#### WHAT YOU NEED TO DO:
In the rows below, change every occurrence of "pin" to "marker" and keep all other text the same.

#### LISTED ENTRIES:
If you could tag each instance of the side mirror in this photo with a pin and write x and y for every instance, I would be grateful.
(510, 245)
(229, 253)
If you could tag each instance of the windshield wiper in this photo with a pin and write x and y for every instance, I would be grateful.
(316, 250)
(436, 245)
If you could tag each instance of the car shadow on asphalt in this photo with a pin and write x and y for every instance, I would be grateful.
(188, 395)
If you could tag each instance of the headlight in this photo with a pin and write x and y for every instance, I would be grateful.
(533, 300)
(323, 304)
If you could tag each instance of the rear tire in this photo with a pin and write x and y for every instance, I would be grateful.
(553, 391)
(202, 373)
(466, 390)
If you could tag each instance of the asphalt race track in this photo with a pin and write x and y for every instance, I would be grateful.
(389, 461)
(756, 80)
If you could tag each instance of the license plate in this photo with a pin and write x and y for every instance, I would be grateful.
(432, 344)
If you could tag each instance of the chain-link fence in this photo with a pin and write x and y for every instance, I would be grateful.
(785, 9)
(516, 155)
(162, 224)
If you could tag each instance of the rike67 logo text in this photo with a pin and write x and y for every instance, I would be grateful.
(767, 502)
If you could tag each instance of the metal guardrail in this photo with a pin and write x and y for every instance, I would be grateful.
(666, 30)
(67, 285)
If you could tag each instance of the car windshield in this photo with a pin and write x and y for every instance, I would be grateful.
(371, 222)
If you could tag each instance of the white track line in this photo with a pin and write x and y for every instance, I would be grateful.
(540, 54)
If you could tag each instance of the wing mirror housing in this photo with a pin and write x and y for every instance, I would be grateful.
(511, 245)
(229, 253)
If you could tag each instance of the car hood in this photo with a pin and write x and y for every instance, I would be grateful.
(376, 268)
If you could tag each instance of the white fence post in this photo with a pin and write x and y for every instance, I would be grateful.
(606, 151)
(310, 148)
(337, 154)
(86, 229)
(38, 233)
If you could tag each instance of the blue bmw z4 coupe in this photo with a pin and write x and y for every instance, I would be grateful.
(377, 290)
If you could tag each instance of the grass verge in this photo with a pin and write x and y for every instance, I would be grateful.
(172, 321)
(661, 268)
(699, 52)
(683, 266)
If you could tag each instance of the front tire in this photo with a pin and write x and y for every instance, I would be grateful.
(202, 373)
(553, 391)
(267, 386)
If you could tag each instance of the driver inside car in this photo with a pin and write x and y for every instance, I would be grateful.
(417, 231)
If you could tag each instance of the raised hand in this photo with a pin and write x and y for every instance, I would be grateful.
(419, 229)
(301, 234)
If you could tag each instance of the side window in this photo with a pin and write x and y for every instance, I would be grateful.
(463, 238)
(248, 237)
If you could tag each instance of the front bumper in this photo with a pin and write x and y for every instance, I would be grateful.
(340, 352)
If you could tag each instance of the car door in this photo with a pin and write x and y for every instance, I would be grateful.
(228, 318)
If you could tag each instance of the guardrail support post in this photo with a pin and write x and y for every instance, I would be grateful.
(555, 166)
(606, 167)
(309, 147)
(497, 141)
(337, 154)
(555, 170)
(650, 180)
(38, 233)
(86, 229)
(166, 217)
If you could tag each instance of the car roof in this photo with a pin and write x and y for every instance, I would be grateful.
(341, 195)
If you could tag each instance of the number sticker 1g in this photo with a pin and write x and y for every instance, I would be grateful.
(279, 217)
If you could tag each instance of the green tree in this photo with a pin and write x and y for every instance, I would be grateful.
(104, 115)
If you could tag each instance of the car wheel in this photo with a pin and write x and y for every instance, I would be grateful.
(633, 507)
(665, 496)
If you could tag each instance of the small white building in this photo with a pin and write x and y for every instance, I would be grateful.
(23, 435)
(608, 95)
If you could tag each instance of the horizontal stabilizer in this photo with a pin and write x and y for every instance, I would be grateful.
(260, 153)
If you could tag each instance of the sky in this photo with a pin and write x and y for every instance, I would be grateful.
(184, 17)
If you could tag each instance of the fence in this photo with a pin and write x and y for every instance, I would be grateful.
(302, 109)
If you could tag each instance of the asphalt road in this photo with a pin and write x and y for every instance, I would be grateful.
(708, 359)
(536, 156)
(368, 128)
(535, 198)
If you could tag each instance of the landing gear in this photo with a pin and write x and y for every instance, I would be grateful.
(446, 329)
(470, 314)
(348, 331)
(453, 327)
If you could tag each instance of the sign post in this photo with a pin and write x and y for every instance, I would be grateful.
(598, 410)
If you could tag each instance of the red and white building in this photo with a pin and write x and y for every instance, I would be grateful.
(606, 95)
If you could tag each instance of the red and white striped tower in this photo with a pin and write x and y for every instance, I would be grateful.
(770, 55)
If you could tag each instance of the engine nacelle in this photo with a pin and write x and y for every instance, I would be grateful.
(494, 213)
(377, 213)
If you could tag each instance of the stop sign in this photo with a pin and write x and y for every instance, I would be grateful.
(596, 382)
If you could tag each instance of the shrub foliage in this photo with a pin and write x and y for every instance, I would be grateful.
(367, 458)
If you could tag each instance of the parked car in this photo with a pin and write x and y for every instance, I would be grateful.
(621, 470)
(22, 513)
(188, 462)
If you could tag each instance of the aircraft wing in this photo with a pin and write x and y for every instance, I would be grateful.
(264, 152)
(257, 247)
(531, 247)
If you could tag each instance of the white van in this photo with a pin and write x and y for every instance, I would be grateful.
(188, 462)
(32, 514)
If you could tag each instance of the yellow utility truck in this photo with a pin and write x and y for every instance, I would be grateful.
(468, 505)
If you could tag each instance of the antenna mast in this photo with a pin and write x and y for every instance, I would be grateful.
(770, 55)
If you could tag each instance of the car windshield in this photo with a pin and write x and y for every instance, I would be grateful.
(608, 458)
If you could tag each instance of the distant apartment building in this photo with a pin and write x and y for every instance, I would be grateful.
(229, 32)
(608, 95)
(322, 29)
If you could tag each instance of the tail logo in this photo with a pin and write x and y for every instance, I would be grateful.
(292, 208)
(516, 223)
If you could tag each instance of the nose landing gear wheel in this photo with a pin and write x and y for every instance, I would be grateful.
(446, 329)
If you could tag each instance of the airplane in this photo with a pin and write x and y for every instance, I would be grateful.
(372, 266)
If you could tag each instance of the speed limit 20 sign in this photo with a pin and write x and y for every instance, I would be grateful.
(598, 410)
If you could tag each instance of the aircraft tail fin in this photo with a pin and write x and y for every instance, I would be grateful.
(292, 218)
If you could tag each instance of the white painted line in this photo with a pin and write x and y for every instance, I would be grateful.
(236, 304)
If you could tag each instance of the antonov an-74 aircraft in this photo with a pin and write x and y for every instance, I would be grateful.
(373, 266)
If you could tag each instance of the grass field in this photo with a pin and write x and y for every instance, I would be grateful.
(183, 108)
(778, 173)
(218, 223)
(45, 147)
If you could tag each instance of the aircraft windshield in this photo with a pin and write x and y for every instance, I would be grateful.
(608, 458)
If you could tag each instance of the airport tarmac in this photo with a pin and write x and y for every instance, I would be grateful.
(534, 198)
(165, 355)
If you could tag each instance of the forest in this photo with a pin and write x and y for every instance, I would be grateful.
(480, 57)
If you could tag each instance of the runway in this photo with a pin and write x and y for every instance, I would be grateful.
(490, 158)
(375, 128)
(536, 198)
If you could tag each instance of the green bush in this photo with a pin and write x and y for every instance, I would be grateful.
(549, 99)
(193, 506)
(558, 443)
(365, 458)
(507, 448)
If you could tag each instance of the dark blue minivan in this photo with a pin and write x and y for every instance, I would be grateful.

#### EXERCISE ANSWER:
If you could tag each instance of the side mirror in this photo with a marker and write x and y for every instance, I would be grateful.
(510, 245)
(229, 253)
If you could tag each instance of the windshield wiper in this photo with a marker and write x and y for every instance, I would be grateful.
(316, 250)
(436, 245)
If you could tag each instance of the car shadow on asphalt in this photo with a marker and write x and y for every instance, I would be grateful.
(188, 395)
If you could tag each instance of the headlight in this photo with a marker and write x and y for every instance, I would be grateful.
(533, 300)
(323, 304)
If you could tag each instance of the rear tire in this photo with a marker and write x and y for every instance, I would be grateful.
(553, 391)
(202, 373)
(466, 390)
If you could tag each instance of the asphalt race track in this photo with a marker and write x and y for every instance, I would be grateful.
(389, 461)
(756, 80)
If you could tag each instance of the license plate in this photo with a marker and write x and y for every instance, I would be grateful.
(432, 344)
If you could tag each instance of the chain-link fence in this photo with a marker and write x and y for every instance, I would be grateful.
(785, 9)
(516, 155)
(162, 224)
If you could tag each instance of the rike67 logo text in this photo with a marker and write x and y for every instance, I would be grateful.
(767, 502)
If you could tag each instance of the metal guardrail in this photo with a marker and write x and y for every instance, I would be grateful.
(666, 30)
(67, 285)
If you could tag each instance of the car windshield in this photo with a marker and write x and y for every instance, I would be grateful.
(371, 222)
If you could tag each instance of the white track line in this photo with a marker and write x and y for every instance, I would be grateful.
(540, 54)
If you could tag each instance of the wing mirror housing in this photo with a marker and write x and y for every instance, I would be grateful.
(511, 245)
(229, 253)
If you could tag each instance of the car hood in this photo with a marker and write x and y for every instance, I would be grateful.
(376, 268)
If you could tag each instance of the white fence post in this photo with a marker and write x and y for every instance, I would be grateful.
(606, 151)
(310, 148)
(337, 154)
(86, 229)
(38, 233)
If you could tag each instance of the blue bmw z4 coupe in this photo with a marker and write x and y for every instance, I would be grateful.
(377, 290)
If you could tag each instance of the grass verge in this photo with a marker and write x and y for every instance, I would be grateful.
(172, 321)
(661, 268)
(699, 52)
(683, 266)
If you could tag each instance of the front tire in this photo with a marker and write x and y for every instance, I would be grateful.
(202, 373)
(553, 391)
(267, 386)
If you could tag each instance of the driver inside car in this photo with a marker and write x and y for every instance, I would be grateful.
(417, 231)
If you could tag each instance of the raised hand in this photo with a marker and write x and y for every instance, I would be grateful.
(419, 229)
(301, 234)
If you could tag each instance of the side window in this photo with a marker and write x and y for every instance, I would be grateful.
(463, 238)
(248, 237)
If you could tag each instance of the front bumper in this photo with a marker and write x and y for every instance, I would be grateful.
(340, 352)
If you could tag each instance of the car door in this photo with a marker and write x and y for every instance, I would be grateful.
(228, 318)
If you could tag each instance of the guardrail support post in this photo with a marker and write x and y for every instance, I would be grateful.
(555, 166)
(606, 167)
(309, 147)
(497, 141)
(337, 154)
(555, 170)
(650, 180)
(38, 233)
(86, 229)
(166, 217)
If you could tag each instance of the car roof in this photo with a marker and write x and y for every instance, I would be grateful.
(341, 195)
If you could tag each instance of the number sticker 1g in this photo with a marker and write x and y for every instance, I would be grateful.
(279, 217)
If you could tag each instance of the green tree in this photo with a marker and write x and y for every instance, I would be grateful.
(104, 115)
If you could tag each instance of the car wheel in this photo with a marker and write x and y for every instance, I would be grateful.
(633, 507)
(665, 496)
If you could tag each instance of the small white building in this photo with a marker and write x and y for every instance, I would be grateful.
(23, 435)
(608, 95)
If you could tag each instance of the horizontal stabilizer in this photo with a marker and write x and y for every instance, I would be grateful.
(260, 153)
If you could tag each instance of the sky in this photo with a marker and write x and y for every instance, I would be grateful.
(184, 17)
If you could tag each instance of the fence in this photo with a marker and write x and y for every instance, I would be grateful.
(302, 109)
If you could tag each instance of the asphalt road in this photo with a marker and write x and y for every instance, I would be grateful.
(708, 359)
(536, 156)
(368, 128)
(535, 198)
If you could tag each instance of the landing gear in this photo with a marker and write x and y for every instance, I would be grateful.
(446, 329)
(470, 314)
(348, 331)
(453, 327)
If you could tag each instance of the sign post in this photo with a marker and write x and y for every instance, I would be grateful.
(598, 410)
If you could tag each instance of the red and white building in this photo with a marker and write x and y for every instance, I would be grateful.
(606, 95)
If you could tag each instance of the red and white striped tower in this photo with a marker and write x and y for every instance, I would be grateful.
(770, 55)
If you could tag each instance of the engine nacelle in this photo with a marker and write x and y for every instance, I would be grateful.
(494, 213)
(377, 213)
If you could tag each instance of the stop sign in this photo with a marker and write x and y for every instance, I would be grateful.
(596, 382)
If you could tag each instance of the shrub foliage in this photo with a marker and write x and y for every instance, I would be grateful.
(367, 458)
If you could tag each instance of the parked car in this photo with a marker and write x and y for every instance, I would be grateful.
(621, 470)
(22, 513)
(188, 462)
If you could tag each instance of the aircraft wing in this photo with a marker and write x and y for every instance, I would be grateful.
(264, 152)
(257, 247)
(531, 247)
If you could tag each instance of the white van in this photo with a marker and write x and y for every instance, I would be grateful.
(188, 462)
(32, 514)
If you could tag each instance of the yellow utility truck in this photo with a marker and write x and y for every instance, I would be grateful.
(468, 505)
If you could tag each instance of the antenna mast in this photo with a marker and write x and y for every instance, I would be grateful.
(770, 55)
If you could tag each instance of the car windshield in this photo with a marker and write x and y for every instance, I would be grateful.
(608, 458)
If you could tag each instance of the distant apartment building in this photo with a marker and write x and y for every instance, I would be grateful.
(229, 32)
(608, 95)
(322, 29)
If you could tag each instance of the tail logo in this photo with a marker and write x and y for every instance, I would be grateful.
(292, 208)
(516, 223)
If you could tag each instance of the nose landing gear wheel in this photo with a marker and write x and y for every instance, I would be grateful.
(446, 329)
If you could tag each instance of the airplane in this photo with a marker and write x and y for every instance, I would be grateful.
(372, 266)
If you could tag each instance of the speed limit 20 sign in this photo with a marker and write x and y for every instance, I would be grateful.
(598, 410)
If you could tag each instance of the aircraft tail fin in this photo with a marker and write x and y for every instance, I would be grateful.
(292, 218)
If you could tag each instance of the white painted line in this photo with a marker and write x and y for every instance, I would be grateful.
(236, 304)
If you could tag each instance of the antonov an-74 aircraft in this photo with a marker and write x and y for every instance, I would be grateful.
(373, 266)
If you could tag each instance of the grass field in this photo with a marker and write x and y for every instance, I would be grateful.
(183, 108)
(778, 173)
(218, 223)
(45, 147)
If you could tag each instance of the aircraft windshield in this photo with a marker and write x and y for every instance, I would be grateful.
(608, 458)
If you could tag each instance of the airport tarmac in this photo with a marker and write x and y for every instance, I would be grateful.
(534, 198)
(165, 355)
If you could tag each instance of the forest in this photo with a marker and write x and y for every instance, I would be grateful.
(480, 57)
If you could tag each instance of the runway in this photo with a marker and write x and y for every instance, I would be grateful.
(490, 158)
(375, 128)
(536, 198)
If you could tag each instance of the green bush in this photo with a marker and write x and y for every instance, I would be grateful.
(549, 99)
(193, 506)
(558, 443)
(365, 458)
(507, 448)
If you could tag each instance of the dark blue minivan in this photo with a marker and write x and y for every instance, I would be grateful.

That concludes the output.